**Exercise instructions:** Your task is to copy each line of the records that includes the string "instance".

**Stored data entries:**
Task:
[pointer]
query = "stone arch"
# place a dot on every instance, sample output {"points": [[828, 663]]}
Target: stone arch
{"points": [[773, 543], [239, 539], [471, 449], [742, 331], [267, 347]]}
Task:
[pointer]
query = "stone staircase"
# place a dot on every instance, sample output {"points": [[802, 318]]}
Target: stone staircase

--

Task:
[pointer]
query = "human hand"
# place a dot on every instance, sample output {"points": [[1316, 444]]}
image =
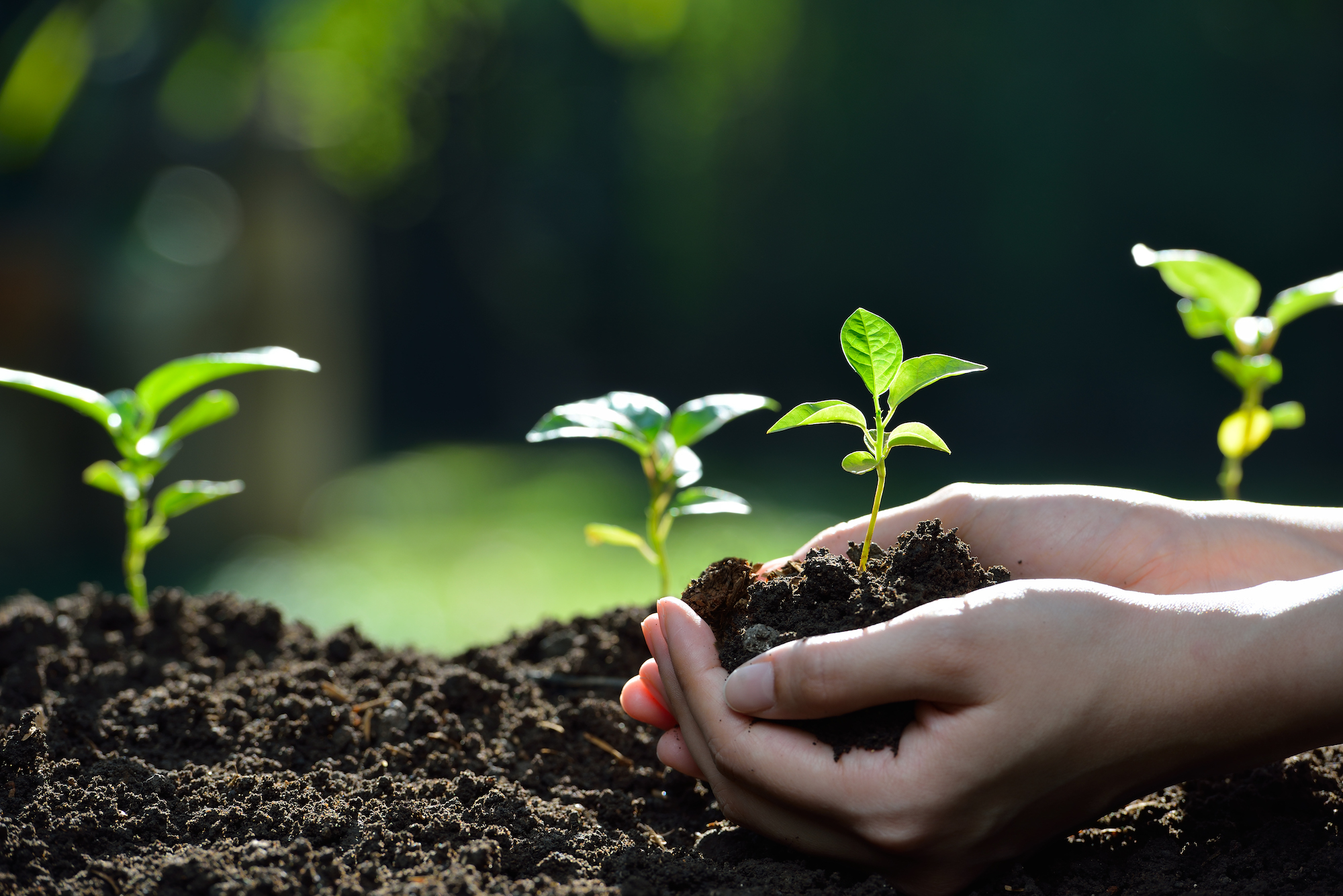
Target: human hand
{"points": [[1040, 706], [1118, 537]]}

...

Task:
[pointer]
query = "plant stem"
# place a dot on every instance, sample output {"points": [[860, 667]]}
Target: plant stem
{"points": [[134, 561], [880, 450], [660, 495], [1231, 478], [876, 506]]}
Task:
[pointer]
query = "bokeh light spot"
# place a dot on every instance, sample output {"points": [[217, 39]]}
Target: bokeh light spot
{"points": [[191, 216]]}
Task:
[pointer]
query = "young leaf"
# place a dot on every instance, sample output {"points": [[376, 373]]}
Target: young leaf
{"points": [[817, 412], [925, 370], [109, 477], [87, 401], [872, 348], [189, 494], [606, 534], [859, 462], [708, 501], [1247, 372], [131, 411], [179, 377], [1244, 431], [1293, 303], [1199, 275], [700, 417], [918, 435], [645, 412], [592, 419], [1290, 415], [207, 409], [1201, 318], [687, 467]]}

**Task solution:**
# place a dot on every instance, sample output {"points": [[828, 663]]}
# place a dot on every instance, sample output {"points": [[802, 318]]}
# place a dot on every instance, sample output {"points": [[1316, 444]]}
# place a dot on every instance, sample output {"points": [[860, 667]]}
# place a dot on every instance, sample output {"points": [[217, 39]]}
# place a dot on every instance, sample output {"points": [[376, 373]]}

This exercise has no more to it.